◆ **WHAT IS EXPECTED**:
Gather every line in the items below that contains the word "rocky", copying each one.

★ ★ ★ ★

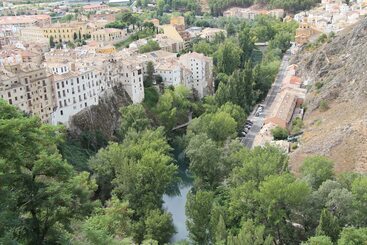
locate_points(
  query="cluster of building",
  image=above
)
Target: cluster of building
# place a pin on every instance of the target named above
(285, 108)
(329, 16)
(174, 37)
(251, 12)
(55, 84)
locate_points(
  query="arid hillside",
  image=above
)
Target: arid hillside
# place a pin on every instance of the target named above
(336, 116)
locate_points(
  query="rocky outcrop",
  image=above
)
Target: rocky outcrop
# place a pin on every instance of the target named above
(337, 76)
(102, 118)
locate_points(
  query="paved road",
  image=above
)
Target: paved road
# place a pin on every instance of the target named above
(274, 90)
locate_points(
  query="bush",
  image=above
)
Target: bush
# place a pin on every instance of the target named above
(323, 105)
(319, 85)
(297, 125)
(279, 133)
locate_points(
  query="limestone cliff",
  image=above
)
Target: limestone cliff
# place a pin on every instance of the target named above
(102, 118)
(336, 114)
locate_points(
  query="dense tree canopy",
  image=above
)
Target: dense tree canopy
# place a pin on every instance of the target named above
(40, 192)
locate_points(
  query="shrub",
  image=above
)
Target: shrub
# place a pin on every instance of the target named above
(323, 105)
(297, 125)
(319, 85)
(279, 133)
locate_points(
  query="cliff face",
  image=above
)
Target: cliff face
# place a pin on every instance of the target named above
(337, 74)
(102, 118)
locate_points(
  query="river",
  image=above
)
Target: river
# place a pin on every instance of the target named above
(175, 204)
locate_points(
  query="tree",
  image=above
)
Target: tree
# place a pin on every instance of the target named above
(359, 190)
(133, 117)
(281, 198)
(149, 47)
(228, 57)
(173, 107)
(247, 45)
(318, 240)
(238, 89)
(159, 226)
(258, 164)
(150, 75)
(250, 233)
(204, 47)
(231, 29)
(141, 170)
(353, 236)
(198, 211)
(52, 43)
(204, 158)
(279, 133)
(282, 41)
(109, 225)
(316, 170)
(328, 225)
(236, 112)
(220, 231)
(40, 192)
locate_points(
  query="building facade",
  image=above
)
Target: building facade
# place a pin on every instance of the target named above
(30, 88)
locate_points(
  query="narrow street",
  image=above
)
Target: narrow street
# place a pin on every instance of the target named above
(274, 90)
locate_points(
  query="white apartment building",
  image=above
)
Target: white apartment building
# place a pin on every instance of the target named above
(173, 73)
(75, 89)
(131, 77)
(201, 68)
(29, 87)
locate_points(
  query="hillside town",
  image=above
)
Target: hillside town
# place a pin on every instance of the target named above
(183, 122)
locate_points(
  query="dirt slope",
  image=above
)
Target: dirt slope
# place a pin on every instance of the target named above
(341, 131)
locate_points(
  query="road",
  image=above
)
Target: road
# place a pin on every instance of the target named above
(274, 90)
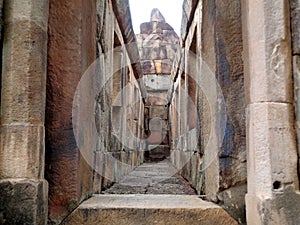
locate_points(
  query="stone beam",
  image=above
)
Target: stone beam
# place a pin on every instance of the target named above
(24, 190)
(123, 16)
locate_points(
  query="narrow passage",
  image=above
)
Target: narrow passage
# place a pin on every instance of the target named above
(153, 178)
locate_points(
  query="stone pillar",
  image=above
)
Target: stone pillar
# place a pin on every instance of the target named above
(71, 50)
(271, 145)
(23, 189)
(295, 23)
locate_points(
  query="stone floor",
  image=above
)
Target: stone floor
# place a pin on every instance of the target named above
(152, 178)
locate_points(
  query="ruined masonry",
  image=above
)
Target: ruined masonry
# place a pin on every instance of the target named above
(100, 125)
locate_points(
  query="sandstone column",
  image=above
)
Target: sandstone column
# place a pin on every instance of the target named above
(23, 198)
(71, 50)
(271, 145)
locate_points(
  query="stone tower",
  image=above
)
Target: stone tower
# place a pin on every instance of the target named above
(157, 43)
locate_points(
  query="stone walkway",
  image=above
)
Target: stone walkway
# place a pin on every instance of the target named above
(152, 178)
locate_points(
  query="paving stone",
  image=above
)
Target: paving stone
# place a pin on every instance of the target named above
(148, 209)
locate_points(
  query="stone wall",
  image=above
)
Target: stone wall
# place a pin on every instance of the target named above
(295, 23)
(120, 104)
(23, 198)
(208, 129)
(273, 185)
(94, 102)
(65, 104)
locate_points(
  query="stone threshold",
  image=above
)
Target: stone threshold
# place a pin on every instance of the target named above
(139, 209)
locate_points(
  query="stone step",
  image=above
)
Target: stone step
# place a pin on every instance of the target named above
(148, 210)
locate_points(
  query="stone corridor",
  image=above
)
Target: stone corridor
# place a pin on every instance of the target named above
(152, 178)
(100, 125)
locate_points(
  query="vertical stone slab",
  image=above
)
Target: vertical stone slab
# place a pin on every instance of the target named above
(269, 55)
(72, 49)
(295, 23)
(23, 105)
(271, 145)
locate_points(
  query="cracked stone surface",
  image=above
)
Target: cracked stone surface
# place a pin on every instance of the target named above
(152, 178)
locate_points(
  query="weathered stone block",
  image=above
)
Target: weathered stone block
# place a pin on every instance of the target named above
(23, 202)
(29, 10)
(155, 137)
(148, 67)
(271, 148)
(296, 76)
(282, 208)
(159, 111)
(22, 151)
(295, 24)
(157, 82)
(24, 80)
(233, 201)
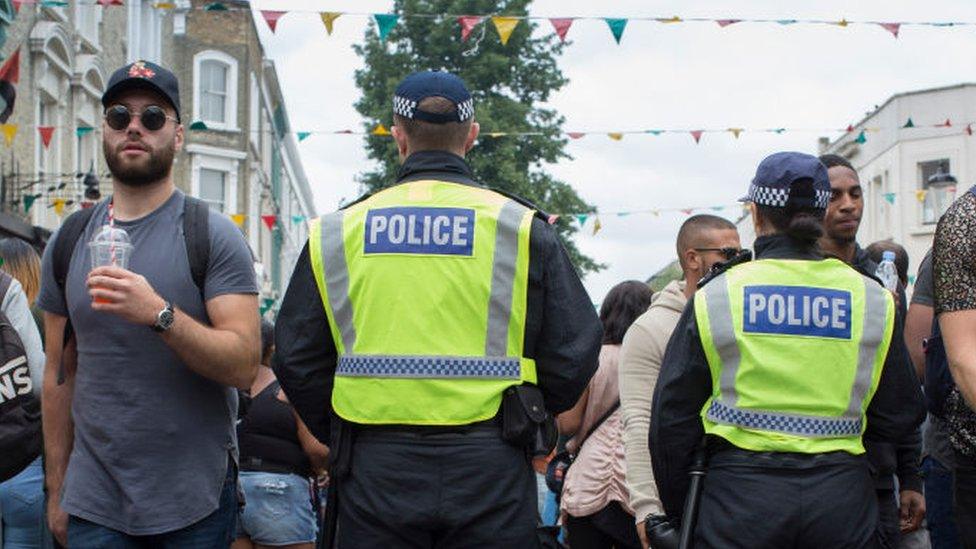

★ ★ ★ ★

◆ **WRITTEN RESPONSE**:
  query="rocky outcrop",
Target: rocky outcrop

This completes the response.